### EXERCISE
Show each line of the material below that contains the string "skin", copying every such line in full. Case counts.

>> START SUPPLIED MATERIAL

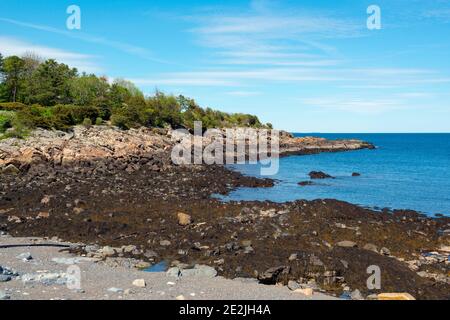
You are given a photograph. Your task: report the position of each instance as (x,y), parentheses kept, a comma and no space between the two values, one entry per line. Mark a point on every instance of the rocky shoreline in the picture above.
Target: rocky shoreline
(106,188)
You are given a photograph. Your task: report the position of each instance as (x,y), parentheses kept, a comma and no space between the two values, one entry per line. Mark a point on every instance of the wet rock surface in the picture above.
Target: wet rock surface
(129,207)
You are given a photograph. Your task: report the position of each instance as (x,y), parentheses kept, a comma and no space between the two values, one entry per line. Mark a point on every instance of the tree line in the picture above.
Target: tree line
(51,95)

>> END SUPPLIED MATERIAL
>> START SUPPLIED MATERIAL

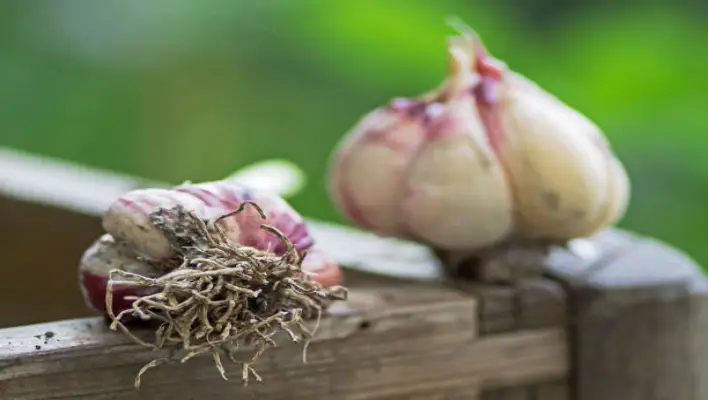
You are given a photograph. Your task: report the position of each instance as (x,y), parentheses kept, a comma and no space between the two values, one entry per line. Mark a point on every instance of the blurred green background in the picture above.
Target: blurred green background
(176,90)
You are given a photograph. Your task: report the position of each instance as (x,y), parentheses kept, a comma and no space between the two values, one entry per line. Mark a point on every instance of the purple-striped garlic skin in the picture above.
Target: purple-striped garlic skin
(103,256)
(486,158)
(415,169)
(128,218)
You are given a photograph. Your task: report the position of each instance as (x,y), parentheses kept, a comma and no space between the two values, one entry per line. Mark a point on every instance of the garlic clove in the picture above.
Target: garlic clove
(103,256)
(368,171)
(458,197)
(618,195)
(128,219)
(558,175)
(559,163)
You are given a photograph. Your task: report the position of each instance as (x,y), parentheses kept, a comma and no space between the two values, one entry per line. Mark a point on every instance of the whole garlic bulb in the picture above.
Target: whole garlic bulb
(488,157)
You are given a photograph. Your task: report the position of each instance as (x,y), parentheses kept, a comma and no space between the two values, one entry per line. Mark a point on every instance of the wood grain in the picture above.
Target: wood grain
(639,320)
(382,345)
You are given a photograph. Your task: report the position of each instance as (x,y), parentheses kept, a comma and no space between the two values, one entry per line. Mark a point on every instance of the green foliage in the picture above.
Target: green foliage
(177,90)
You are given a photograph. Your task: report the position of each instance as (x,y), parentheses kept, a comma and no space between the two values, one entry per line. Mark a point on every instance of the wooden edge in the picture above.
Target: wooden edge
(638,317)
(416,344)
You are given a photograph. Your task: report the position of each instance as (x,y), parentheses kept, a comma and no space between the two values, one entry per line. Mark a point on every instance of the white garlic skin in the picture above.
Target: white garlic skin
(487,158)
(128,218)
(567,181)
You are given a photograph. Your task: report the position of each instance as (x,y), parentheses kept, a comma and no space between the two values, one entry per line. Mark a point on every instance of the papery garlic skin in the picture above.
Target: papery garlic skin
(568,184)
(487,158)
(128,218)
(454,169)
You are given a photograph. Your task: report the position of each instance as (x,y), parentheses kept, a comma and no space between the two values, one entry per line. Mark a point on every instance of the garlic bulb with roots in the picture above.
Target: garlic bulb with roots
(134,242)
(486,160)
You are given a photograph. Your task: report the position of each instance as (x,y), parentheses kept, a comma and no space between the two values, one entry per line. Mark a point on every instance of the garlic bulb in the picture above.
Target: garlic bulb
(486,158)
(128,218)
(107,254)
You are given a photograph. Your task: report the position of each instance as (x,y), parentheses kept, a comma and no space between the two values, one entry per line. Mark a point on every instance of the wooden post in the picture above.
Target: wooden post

>> END SUPPLIED MATERIAL

### ANSWER FOR THE TASK
You are given a photograph. Your task: report the position of each instance as (x,y), parentheses kept, a comma and no space between the two values, one entry per line. Mark a point on every instance of the purple-striped garlic skin in the picture above.
Target: purple-striped garlic skin
You are given a photograph. Your task: report the position of each instance as (x,y), parentheses kept, a comma and no space between the two values, one entry per line. Mark a point on every instance of the white garlic skin in the picture above.
Target: white garlic skin
You are given a photograph. Your task: report the position of each instance as (x,y), parentheses kept, a comma and no space between the two values, one entry per line. Mark a point on every instance of the papery garlic skin in the picture above.
Target: papery garlic skin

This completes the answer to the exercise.